Given instruction – Reproduce word for word everything from the line containing "form: [175, 190]." down to the end of the entries below, including both of those ends.

═══ Supplied entries ═══

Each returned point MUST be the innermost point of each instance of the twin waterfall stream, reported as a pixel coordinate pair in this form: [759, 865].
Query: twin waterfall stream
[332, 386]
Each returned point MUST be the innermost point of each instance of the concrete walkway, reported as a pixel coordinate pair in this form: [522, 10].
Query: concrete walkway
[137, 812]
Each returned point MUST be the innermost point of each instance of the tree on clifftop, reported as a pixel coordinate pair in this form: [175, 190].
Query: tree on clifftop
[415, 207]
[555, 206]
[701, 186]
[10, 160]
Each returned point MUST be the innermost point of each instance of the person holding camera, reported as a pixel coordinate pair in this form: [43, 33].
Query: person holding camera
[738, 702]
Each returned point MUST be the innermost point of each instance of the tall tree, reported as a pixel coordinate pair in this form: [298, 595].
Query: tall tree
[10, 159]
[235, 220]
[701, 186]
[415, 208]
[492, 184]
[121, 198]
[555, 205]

═══

Output of the exercise –
Each returned point MUST be the innermost point of each instance of the tree on clifftop, reported as a pixel coordinate pair in this form: [175, 190].
Query: tree on clifftop
[415, 207]
[555, 206]
[701, 186]
[10, 160]
Each returned point MUST be the innermost point of each instance of the person holding camera, reported as a pixel coordinate pair in this form: [43, 33].
Query: person holding camera
[738, 702]
Each returned point MUST be the innermost point of each instance of the tall tree, reported as a pixel coordinate pair in this form: [298, 595].
Query: tall tree
[10, 159]
[235, 220]
[701, 186]
[415, 208]
[492, 184]
[121, 198]
[555, 205]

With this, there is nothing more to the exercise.